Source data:

##########

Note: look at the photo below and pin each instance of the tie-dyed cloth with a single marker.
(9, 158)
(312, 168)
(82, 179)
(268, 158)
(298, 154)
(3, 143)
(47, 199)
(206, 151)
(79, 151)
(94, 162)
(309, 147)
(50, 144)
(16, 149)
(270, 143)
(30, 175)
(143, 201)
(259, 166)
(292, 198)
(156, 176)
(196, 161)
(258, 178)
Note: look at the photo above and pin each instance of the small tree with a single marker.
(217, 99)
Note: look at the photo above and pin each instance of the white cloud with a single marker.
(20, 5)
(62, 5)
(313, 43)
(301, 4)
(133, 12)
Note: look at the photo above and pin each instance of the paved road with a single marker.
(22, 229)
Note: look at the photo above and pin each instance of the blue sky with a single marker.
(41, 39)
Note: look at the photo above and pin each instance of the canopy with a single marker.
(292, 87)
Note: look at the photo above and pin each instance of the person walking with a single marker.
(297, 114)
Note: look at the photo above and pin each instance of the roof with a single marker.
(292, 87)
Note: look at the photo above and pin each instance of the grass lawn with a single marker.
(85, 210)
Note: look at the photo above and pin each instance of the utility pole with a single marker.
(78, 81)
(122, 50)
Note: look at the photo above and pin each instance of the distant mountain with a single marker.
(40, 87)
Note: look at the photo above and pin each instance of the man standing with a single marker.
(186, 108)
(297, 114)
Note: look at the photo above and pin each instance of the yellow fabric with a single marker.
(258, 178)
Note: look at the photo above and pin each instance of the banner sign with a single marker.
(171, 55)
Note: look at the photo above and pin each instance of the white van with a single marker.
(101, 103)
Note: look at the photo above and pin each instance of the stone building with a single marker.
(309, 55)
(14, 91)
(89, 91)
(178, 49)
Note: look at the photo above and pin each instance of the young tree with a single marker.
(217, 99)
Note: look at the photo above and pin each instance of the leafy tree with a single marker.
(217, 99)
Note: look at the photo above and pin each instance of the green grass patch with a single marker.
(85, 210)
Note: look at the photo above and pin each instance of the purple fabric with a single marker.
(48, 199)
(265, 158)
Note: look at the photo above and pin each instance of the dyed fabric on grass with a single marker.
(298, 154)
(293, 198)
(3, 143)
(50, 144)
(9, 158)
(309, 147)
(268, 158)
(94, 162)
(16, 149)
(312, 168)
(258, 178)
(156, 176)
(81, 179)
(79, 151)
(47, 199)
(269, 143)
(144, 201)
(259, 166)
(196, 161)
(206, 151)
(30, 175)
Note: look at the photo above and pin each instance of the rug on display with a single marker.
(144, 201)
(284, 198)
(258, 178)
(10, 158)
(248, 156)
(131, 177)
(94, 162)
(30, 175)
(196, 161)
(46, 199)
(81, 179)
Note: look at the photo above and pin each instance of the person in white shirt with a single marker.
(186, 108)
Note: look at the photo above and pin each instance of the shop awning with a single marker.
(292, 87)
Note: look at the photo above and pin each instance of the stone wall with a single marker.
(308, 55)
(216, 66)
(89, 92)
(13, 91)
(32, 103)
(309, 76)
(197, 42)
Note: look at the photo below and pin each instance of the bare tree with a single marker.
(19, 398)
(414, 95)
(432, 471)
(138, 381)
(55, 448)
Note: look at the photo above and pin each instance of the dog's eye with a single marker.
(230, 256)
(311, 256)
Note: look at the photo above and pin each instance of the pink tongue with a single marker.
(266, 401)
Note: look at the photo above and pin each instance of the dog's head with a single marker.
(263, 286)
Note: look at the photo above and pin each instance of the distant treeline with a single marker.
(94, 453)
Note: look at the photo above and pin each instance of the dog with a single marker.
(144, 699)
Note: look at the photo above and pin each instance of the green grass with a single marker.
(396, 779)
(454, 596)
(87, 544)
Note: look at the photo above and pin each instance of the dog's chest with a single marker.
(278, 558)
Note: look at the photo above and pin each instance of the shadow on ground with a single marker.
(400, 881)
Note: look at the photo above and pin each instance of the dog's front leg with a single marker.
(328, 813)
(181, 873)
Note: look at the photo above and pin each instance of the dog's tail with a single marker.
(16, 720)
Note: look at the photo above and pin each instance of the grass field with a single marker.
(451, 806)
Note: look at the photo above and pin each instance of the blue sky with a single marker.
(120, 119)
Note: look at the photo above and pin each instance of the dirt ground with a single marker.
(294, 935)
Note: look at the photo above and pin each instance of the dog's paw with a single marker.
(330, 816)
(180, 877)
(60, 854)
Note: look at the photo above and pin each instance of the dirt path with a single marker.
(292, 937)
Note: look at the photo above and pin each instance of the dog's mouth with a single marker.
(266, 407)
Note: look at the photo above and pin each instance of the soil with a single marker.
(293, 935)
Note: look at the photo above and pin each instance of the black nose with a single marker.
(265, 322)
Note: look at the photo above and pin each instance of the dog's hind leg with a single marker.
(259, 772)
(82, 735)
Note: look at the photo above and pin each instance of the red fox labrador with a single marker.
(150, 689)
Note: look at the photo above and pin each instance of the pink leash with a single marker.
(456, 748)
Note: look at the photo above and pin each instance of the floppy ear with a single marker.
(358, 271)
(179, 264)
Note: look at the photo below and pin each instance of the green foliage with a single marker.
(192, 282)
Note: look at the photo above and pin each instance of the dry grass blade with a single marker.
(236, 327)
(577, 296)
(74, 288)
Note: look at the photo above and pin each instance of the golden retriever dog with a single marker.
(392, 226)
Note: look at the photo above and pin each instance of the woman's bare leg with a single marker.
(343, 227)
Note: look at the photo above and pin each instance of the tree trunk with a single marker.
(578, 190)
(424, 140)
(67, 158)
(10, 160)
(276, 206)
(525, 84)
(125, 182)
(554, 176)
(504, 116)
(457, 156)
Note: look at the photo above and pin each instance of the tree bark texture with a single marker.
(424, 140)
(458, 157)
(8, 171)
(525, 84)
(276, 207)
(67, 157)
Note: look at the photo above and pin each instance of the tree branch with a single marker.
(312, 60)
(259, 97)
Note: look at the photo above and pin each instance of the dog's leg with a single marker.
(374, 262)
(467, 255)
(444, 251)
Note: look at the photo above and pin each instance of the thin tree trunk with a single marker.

##########

» Task directions
Reproduce the material verbatim, line by line.

» Full response
Note: look at the photo below and pin each instance of the tie-dyed cloth with a single marker.
(9, 158)
(312, 168)
(82, 179)
(268, 158)
(298, 154)
(3, 143)
(47, 199)
(206, 151)
(79, 151)
(94, 162)
(309, 147)
(50, 144)
(16, 149)
(270, 143)
(30, 175)
(143, 201)
(259, 166)
(292, 198)
(156, 176)
(196, 161)
(258, 178)
Note: look at the photo above and pin each instance of the small tree with a single marker.
(217, 99)
Note: look at the photo above and pin each instance of the white cloud with a single marker.
(20, 5)
(62, 5)
(313, 43)
(301, 4)
(133, 12)
Note: look at the photo above and pin each instance of the paved road with a single marker.
(22, 229)
Note: look at the photo above and pin each instance of the blue sky with a single marker.
(41, 39)
Note: look at the photo above and pin each instance of the canopy with a single marker.
(292, 87)
Note: look at the photo above and pin each instance of the person walking with a single marker.
(297, 114)
Note: look at the photo above and pin each instance of the roof with a single marker.
(292, 87)
Note: look at the photo above and pin each instance of the grass lawn with a single marker.
(85, 210)
Note: look at the photo above and pin each instance of the utility pole with a single marker.
(78, 81)
(122, 50)
Note: look at the photo above and pin each instance of the distant mountain with a single marker.
(40, 87)
Note: look at the photo above and pin each instance of the man standing with a single marker.
(186, 108)
(297, 114)
Note: look at the photo above and pin each instance of the yellow fabric with a single marker.
(258, 178)
Note: look at the photo above and pin each instance of the banner sign with a single marker.
(171, 55)
Note: look at the photo above and pin each instance of the white van with a single marker.
(101, 103)
Note: look at the photo above and pin each instance of the stone building with a single marker.
(309, 55)
(14, 91)
(89, 91)
(178, 49)
Note: look at the photo above and pin each instance of the young tree with a single marker.
(217, 99)
Note: look at the photo above and pin each instance of the leafy tree with a single marker.
(217, 99)
Note: look at the photo above and pin each instance of the green grass patch with a single marker.
(85, 210)
Note: look at the photo above and pin each instance of the purple fabric with a single marker.
(48, 199)
(265, 158)
Note: look at the photo above and pin each instance of the dyed fabric on grass with a single marker.
(298, 154)
(293, 198)
(3, 143)
(50, 144)
(9, 158)
(309, 147)
(268, 158)
(94, 162)
(16, 149)
(312, 168)
(258, 178)
(156, 176)
(81, 179)
(79, 151)
(47, 199)
(269, 143)
(144, 201)
(259, 166)
(196, 161)
(206, 151)
(30, 175)
Note: look at the photo above and pin each instance of the rug on display with a single marker.
(144, 201)
(284, 198)
(258, 178)
(10, 158)
(248, 156)
(131, 177)
(94, 162)
(30, 175)
(196, 161)
(46, 199)
(81, 179)
Note: look at the photo above and pin each instance of the person in white shirt with a single marker.
(186, 108)
Note: look at the photo above and pin each instance of the shop awning with a single marker.
(292, 87)
Note: look at the photo above and pin each instance of the stone wall with a single marker.
(308, 55)
(216, 66)
(89, 92)
(13, 91)
(32, 103)
(309, 76)
(197, 42)
Note: look at the photo below and pin each instance of the bare tree with a single marker.
(19, 398)
(414, 95)
(432, 471)
(138, 381)
(55, 448)
Note: look at the photo above and pin each instance of the dog's eye with a single marker.
(230, 256)
(311, 256)
Note: look at the photo above and pin each instance of the pink tongue with a single marker.
(266, 401)
Note: look at the photo above and pin each instance of the dog's head with a single marker.
(263, 286)
Note: look at the photo above and pin each instance of the distant treeline with a single marker.
(94, 453)
Note: look at the photo above and pin each instance of the dog with a single marker.
(144, 699)
Note: look at the photo above and pin each instance of the green grass with a single marker.
(396, 779)
(454, 596)
(87, 544)
Note: look at the photo above and pin each instance of the dog's chest with a single marker.
(278, 558)
Note: look at the photo above and pin each instance of the shadow on ground with a single marker.
(400, 881)
Note: look at the photo above and pin each instance of the dog's front leg with a single marker.
(328, 813)
(181, 873)
Note: look at the photo above and pin each instance of the dog's tail with a single marker.
(16, 720)
Note: look at the photo above and pin each instance of the grass field with a single marker.
(451, 806)
Note: look at the photo above and pin each instance of the blue sky with a single marker.
(120, 119)
Note: look at the photo above and pin each instance of the dirt ground with a single marker.
(294, 935)
Note: look at the photo above and pin each instance of the dog's paw with a single marker.
(330, 816)
(180, 877)
(60, 854)
Note: look at the photo above and pin each instance of the dirt path with a single marker.
(292, 937)
Note: look at the photo above and pin each instance of the dog's mouth with a single marker.
(266, 407)
Note: look at the photo above and pin each instance of the soil with a single marker.
(293, 935)
Note: look at the photo above and pin each instance of the black nose with a single marker.
(265, 322)
Note: look at the photo above and pin each instance of the dog's hind leg with a single marker.
(259, 772)
(82, 735)
Note: look at the photo above and pin each instance of the red fox labrador with a single marker.
(150, 689)
Note: look at the photo above and pin each instance of the pink leash with a single marker.
(456, 748)
Note: look at the photo above and pin each instance of the floppy ear with a single marker.
(358, 271)
(179, 264)
Note: look at the photo below and pin each instance of the green foliage with a single marker.
(192, 282)
Note: look at the photo above and pin each instance of the dry grass blade with a single marker.
(236, 327)
(577, 296)
(74, 288)
Note: look at the photo above and pin each instance of the golden retriever dog with a single marker.
(392, 226)
Note: look at the photo above and pin each instance of the woman's bare leg with a single marker.
(343, 227)
Note: look at the photo above and pin each instance of the tree trunk with a single marker.
(578, 190)
(424, 140)
(67, 158)
(10, 160)
(276, 206)
(525, 84)
(125, 182)
(554, 176)
(504, 116)
(457, 156)
Note: look at the photo above and pin each instance of the tree bark texture with a single marker.
(424, 140)
(458, 157)
(8, 171)
(525, 84)
(276, 207)
(67, 157)
Note: look at the photo above and pin each instance of the tree branch with a single marker.
(312, 60)
(259, 97)
Note: look at the photo above and pin each instance of the dog's leg with a single marker.
(374, 262)
(467, 255)
(444, 251)
Note: look at the photo above and pin each instance of the thin tree trunk with a single marker.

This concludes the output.